EXERCISE DIRECTIONS
Turn every line of the records below into a JSON list of strings, with one string for each line and no blank lines.

EXERCISE INPUT
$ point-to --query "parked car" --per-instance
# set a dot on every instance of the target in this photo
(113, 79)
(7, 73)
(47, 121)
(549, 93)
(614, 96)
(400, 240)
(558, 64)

WRITTEN SOLUTION
[
  "$ point-to --query \"parked car\" --per-instance",
  "# set a dot on every instance of the target in this photo",
  "(113, 79)",
  "(7, 73)",
  "(47, 121)",
  "(549, 93)",
  "(614, 96)",
  "(400, 240)",
  "(558, 64)"
]